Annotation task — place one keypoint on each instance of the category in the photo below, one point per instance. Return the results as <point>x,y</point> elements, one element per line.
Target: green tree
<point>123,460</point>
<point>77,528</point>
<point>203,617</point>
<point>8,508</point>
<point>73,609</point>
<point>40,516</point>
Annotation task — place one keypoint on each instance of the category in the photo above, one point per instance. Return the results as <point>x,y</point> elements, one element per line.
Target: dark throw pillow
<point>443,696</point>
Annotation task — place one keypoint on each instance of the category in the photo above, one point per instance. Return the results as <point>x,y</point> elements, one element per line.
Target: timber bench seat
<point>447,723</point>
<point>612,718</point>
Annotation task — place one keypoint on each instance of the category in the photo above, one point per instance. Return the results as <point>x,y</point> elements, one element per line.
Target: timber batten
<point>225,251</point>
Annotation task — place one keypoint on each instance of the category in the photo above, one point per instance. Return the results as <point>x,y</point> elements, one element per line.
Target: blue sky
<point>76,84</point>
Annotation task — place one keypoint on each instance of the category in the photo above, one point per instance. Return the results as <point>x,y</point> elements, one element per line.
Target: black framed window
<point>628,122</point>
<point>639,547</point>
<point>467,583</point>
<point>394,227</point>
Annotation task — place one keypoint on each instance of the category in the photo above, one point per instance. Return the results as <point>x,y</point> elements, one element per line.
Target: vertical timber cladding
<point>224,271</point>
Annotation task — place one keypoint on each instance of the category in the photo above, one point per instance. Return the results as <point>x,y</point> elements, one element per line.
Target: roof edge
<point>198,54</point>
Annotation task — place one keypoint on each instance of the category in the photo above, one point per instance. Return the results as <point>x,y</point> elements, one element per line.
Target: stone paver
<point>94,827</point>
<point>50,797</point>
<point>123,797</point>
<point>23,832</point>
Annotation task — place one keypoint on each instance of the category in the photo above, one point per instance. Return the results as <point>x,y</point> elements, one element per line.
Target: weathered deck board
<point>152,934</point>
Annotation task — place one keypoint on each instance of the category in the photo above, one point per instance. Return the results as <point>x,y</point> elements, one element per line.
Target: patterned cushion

━━━━

[PROBLEM TO WORK ON] Reproduce the listing shown above in its entirety, exactly.

[SOLUTION]
Annotation task — place one keypoint on each instance of the category in the photo below, one point per instance. Return the results as <point>x,y</point> elements, one element per line.
Target: green tree
<point>123,460</point>
<point>77,528</point>
<point>203,617</point>
<point>8,508</point>
<point>73,609</point>
<point>40,516</point>
Annotation task — place one keypoint on each instance of the category in the photo above, one point per instance. Return the results as <point>x,y</point> elements, one element per line.
Target: dark throw pillow
<point>443,696</point>
Annotation task — place one keypoint on each instance of the category in the photo above, one point per instance. Return the results as <point>x,y</point> elements, one element per line.
Target: timber bench seat
<point>447,723</point>
<point>612,718</point>
Annotation task — place one keypoint on each instance of the category in the photo above, one point per instance. Return the results as <point>x,y</point> elements, one element per line.
Target: timber batten
<point>225,251</point>
Annotation task — place one keypoint on each instance of the category in the photo above, one point per instance. Return the results as <point>x,y</point> elements, one element per line.
Target: blue sky
<point>76,84</point>
Annotation task — place one keypoint on each instance of the category in the photo above, one point per instance. Return the results as <point>x,y</point> elements, one element per line.
Target: black framed window
<point>628,122</point>
<point>639,547</point>
<point>467,583</point>
<point>394,227</point>
Annotation task — place one keypoint on each instance of the category in the photo above, one point per instance. Return the results as <point>x,y</point> elements, one element per line.
Target: vertical timber cladding
<point>224,271</point>
Annotation task — place one keypoint on each instance of the category in the photo above, one point per instance. Return the results as <point>x,y</point> elements, one element per line.
Target: roof edge
<point>198,54</point>
Annotation task — place one keypoint on each instance of the category in the photo above, one point per instance. Return the results as <point>x,y</point> elements, one element per line.
Target: stone paver
<point>94,827</point>
<point>50,797</point>
<point>123,797</point>
<point>23,832</point>
Annotation task — place one keypoint on each instance of the category in the photo above, one point per instance. Return the results as <point>x,y</point> elements, one element per line.
Target: weathered deck board
<point>152,934</point>
Annotation task — place one keypoint on each instance of the category in the photo above, one point per instance. Return the results as <point>x,y</point> elements, one element per line.
Target: patterned cushion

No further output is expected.